I installed my new drive, and everything was fine. I added another OS, and now I can't do the grub2-install anymore. What am I missing??
# grub2-install /dev/sda grub2-install: error: /usr/lib/grub/x86_64-efi/modinfo.sh doesn't exist. Please specify --target or --directory.
boot is mounted:
/dev/sda8 95M 9.5M 86M 11% /boot/efi
ls -l /boot/efi/EFI/fedora total 5864 -rwx------ 1 root root 102 Feb 17 2015 BOOT.CSV drwx------ 2 root root 2048 May 21 14:59 fonts -rwx------ 1 root root 1064296 Apr 28 16:10 gcdx64.efi -rwx------ 1 root root 7653 Aug 21 04:57 grub.cfg -rwx------ 1 root root 1024 Aug 21 04:57 grubenv -rwx------ 1 root root 1064296 Apr 28 16:10 grubx64.efi -rwx------ 1 root root 1276224 Feb 17 2015 MokManager.efi -rwx------ 1 root root 1293304 Feb 17 2015 shim.efi -rwx------ 1 root root 1287032 Feb 17 2015 shim-fedora.efi
On Wed, Aug 26, 2015 at 10:33 AM, Paul Cartwright pbcartwright@gmail.com wrote:
I installed my new drive, and everything was fine. I added another OS, and now I can't do the grub2-install anymore. What am I missing??
# grub2-install /dev/sda grub2-install: error: /usr/lib/grub/x86_64-efi/modinfo.sh doesn't exist. Please specify --target or --directory.
grub2-install does not apply on UEFI systems at all, it should not be used. Instead you reinstall shim and grub2-efi packages.
On 08/28/2015 12:02 PM, Chris Murphy wrote:
grub2-install does not apply on UEFI systems at all, it should not be used. Instead you reinstall shim and grub2-efi packages.
thanks, I got some other replies that mentioned efibootmgr, and that did the trick. my default grub was ubuntu, but I wanted it to be fedora. efibootmgr -v showed default 0004, which is ubuntu. once I changed that via: # efibootmgr -o 0002,0004 0002 is fedora. When I rebooted, it used the grub.cfg from fedora and all is well.
On 08/28/2015 12:02 PM, Chris Murphy wrote:
grub2-install does not apply on UEFI systems at all, it should not be used. Instead you reinstall shim and grub2-efi packages.
ok, I wasn't aware of this shim package, but I see how that works now...
https://fedoraproject.org/wiki/GRUB_2
yum install grub2-efi grub2-efi-modules shim
If you do, then try:
yum reinstall grub2-efi grub2-efi-modules shim
instead.
Make sure that /boot/efi is mounted when you do this.
This installs the signed shim and the GRUB 2 binary.
I don't think I need to do that now, since I already changed the bootloader default via efibootmgr -o..
On Fri, Aug 28, 2015 at 11:06 AM, Paul Cartwright pbcartwright@gmail.com wrote:
On 08/28/2015 12:02 PM, Chris Murphy wrote:
grub2-install does not apply on UEFI systems at all, it should not be used. Instead you reinstall shim and grub2-efi packages.
ok, I wasn't aware of this shim package, but I see how that works now...

» **Aim of the task**:
Please pick up the GRUB thread from its last line and continue it. The data after this note is separate from the GRUB thread.

» **Source data**:
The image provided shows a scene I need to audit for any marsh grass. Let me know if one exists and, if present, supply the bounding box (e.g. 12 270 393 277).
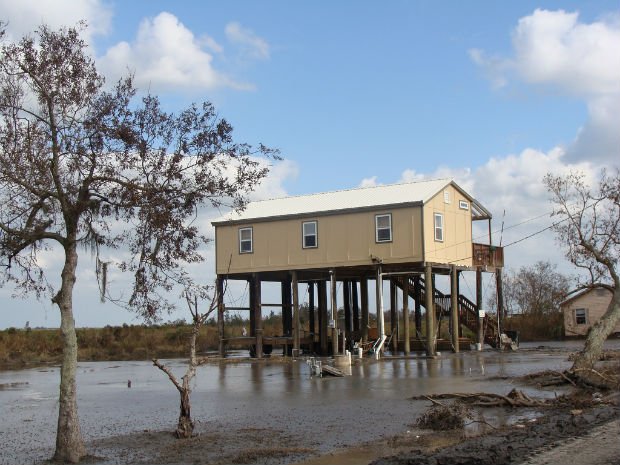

» **Output below**:
https://fedoraproject.org/wiki/GRUB_2
yum install grub2-efi grub2-efi-modules shim
grub2-efi-modules is not necessary unless you plan on going off the rails with GRUB modules that aren't baked into the signed Fedora GRUB EFI OS Loader. I've already done that derailment more times than I have fingers and I can attest that it's not worth the trouble.
On 08/29/2015 02:17 AM, Chris Murphy wrote:
https://fedoraproject.org/wiki/GRUB_2
yum install grub2-efi grub2-efi-modules shim
grub2-efi-modules is not necessary unless you plan on going off the rails with GRUB modules that aren't baked into the signed Fedora GRUB EFI OS Loader. I've already done that derailment more times than I have fingers and I can attest that it's not worth the trouble.
it would really be nice if there was some HOW-TO or documentation on all this new UEFI/shim packages...
On 08/29/2015 04:15 AM, Paul Cartwright wrote:
it would really be nice if there was some HOW-TO or documentation on all this new UEFI/shim packages...
There is.
On Sat, Aug 29, 2015 at 1:48 PM, Paul Cartwright pbcartwright@gmail.com wrote:
grub2-mkconfig will add entries for other operating systems it can find. That will be done based on the output of the os-prober tool.
This is why one of my first modifications post-install is to /etc/default/grub to add
GRUB_DISABLE_OS_PROBER="true"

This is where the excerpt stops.